:: Data ::

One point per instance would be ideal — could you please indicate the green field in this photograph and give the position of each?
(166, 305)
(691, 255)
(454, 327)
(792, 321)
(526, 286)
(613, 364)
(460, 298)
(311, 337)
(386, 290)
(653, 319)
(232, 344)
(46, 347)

:::

> _What is expected_
The records given above are to be repeated in full, exactly.

> _Answer area_
One point per instance would be ideal — could you please indicate the green field in this photograph and give the position of each?
(166, 305)
(691, 255)
(454, 327)
(792, 321)
(526, 286)
(613, 364)
(460, 298)
(311, 337)
(386, 290)
(653, 319)
(232, 344)
(46, 347)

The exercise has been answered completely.